[Source extract]:
━━━━
The beauty of using MTF (Spatial Frequency Response) is that the MTF of a complete imaging system is the product of the the MTF of its individual components.
Traditional "resolution" measurements involve observing an image of a bar pattern (usually the USAF 1951 chart) on film, and looking for the highest spatial frequency (in lp/mm) where a pattern is visible. This corresponds to an MTF of about 2-5%. Because this is the spatial frequency where image information disappears— where it isn't visible, it is not a good indicator of image sharpness.
Experience has shown that the best indicators of image sharpness are the spatial frequencies where MTF is 50% of its low frequency value (MTF50) or 50% of its peak value (MTF50P).
MTF50 or MTF50P are ideal parameters for comparing the sharpness of different cameras for several reasons: (1) Image contrast is half its low frequency or peak values, hence detail is still quite visible. (2) The eye is relatively insensitive to detail at spatial frequencies where MTF is low: 10% or less. (3) The response of virtually all cameras falls off rapidly in the vicinity of MTF50 and MTF50P. MTF50P may better for oversharpened cameras that have peaks in their MTF response.
Although MTF can be estimated directly from images of sine patterns (see Rescharts Log Frequency, Log F-Contrast, and Star Chart), a sophisticated technique, based on the ISO 12233 standard, "Photography - Electronic still picture cameras - Resolution measurements," provides more accurate and repeatable results. A slanted-edge image, described below, is photographed, then analyzed by Imatest SFR or Rescharts Slanted-edge SFR. (SFR stands for Spatial Frequency Response.)
━━━━
[Provided material]:
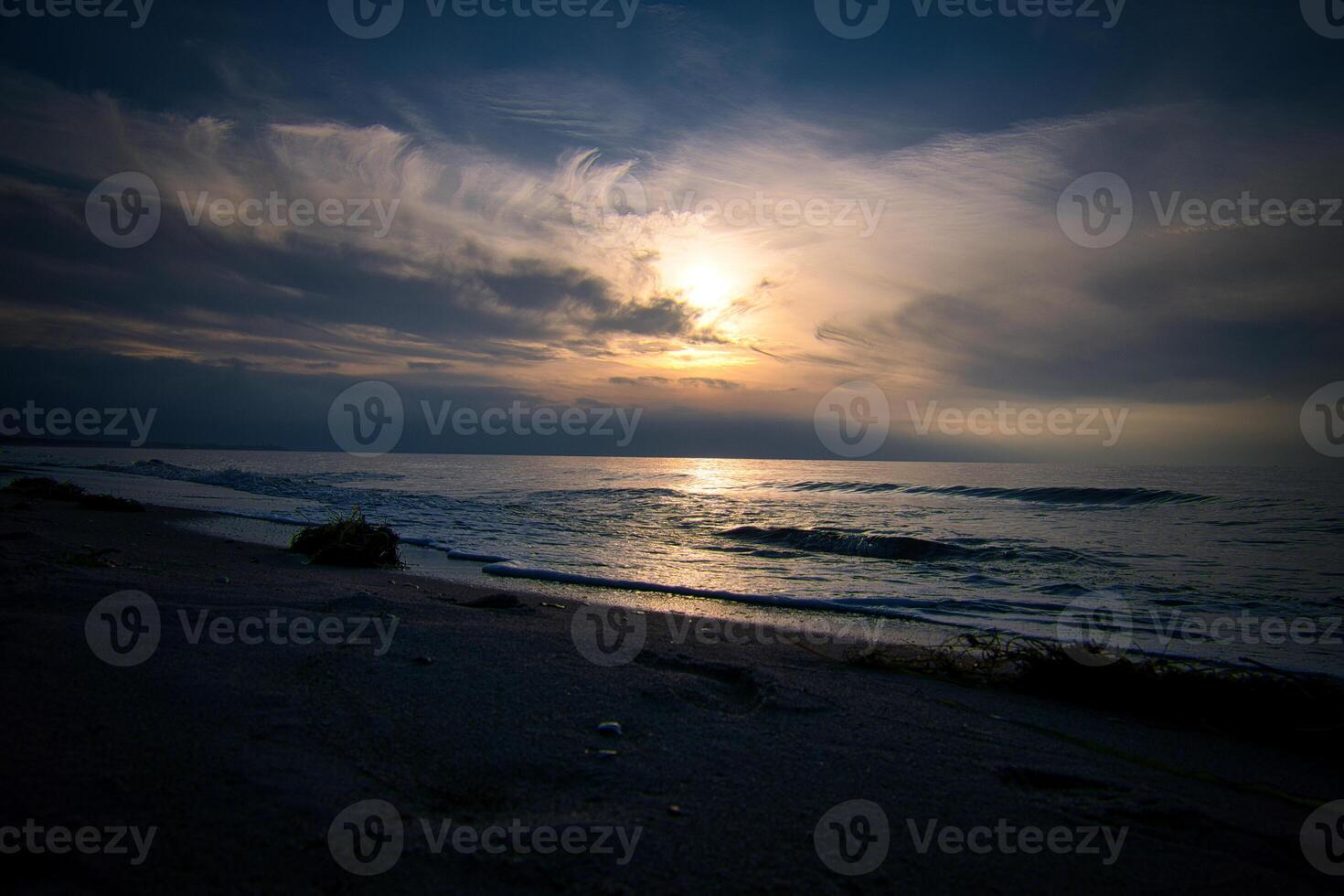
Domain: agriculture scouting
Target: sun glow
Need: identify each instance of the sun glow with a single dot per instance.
━━━━
[Written tasks]:
A. Do these statements agree with the passage on MTF and image sharpness? Answer yes or no for each, quoting the words of the passage that decide it. (i) Traditional resolution measurements usually use the USAF 1951 chart. (ii) The eye is highly sensitive to detail at spatial frequencies where MTF is 10% or less. (iii) Estimating MTF directly from images of sine patterns gives more accurate and repeatable results than the technique based on the ISO 12233 standard.
B. Write what comes next in the passage on MTF and image sharpness, picking up after its final sentence.

[Answers per task]:
A.
(i) Yes: "usually the USAF 1951 chart"
(ii) No: "The eye is relatively insensitive to detail at spatial frequencies where MTF is low: 10% or less."
(iii) No: "a sophisticated technique, based on the ISO 12233 standard, "Photography - Electronic still picture cameras - Resolution measurements," provides more accurate and repeatable results"

B.
Origins of Imatest SFR The algorithms for calculating MTF/SFR were adapted from a Matlab program, sfrmat, written by Peter Burns ( ) to implement the ISO 12233 standard. Imatest SFR incorporates numerous improvements, including improved edge detection, better handling of lens distortion, a nicer interface, and far more detailed output. The original Matlab code is available on the I3A ISO tools download page by clicking on ISO 12233 Slant Edge Analysis Tool sfrmat 2.0. In comparing sfrmat 2.0 results with Imatest, note that if no OECF (tonal response curve) file is entered into sfrmat, it assumes that there is no tonal response curve, i.e., gamma = 1. In Imatest, gamma is set to a default value of 0.5, which is typical of digital cameras. To obtain good agreement with sfrmat, you must set gamma to 1. |
The slanted-edge test for Spatial Frequency Response
Slanted-edge test charts can be created with Imatest Test Charts (SVG charts are especially recommended) or downloaded from How to test lenses with Imatest. The bitmap chart has horizontal and vertical edges for best print quality. It should be tilted (about 2-8 degrees) before it is photographed.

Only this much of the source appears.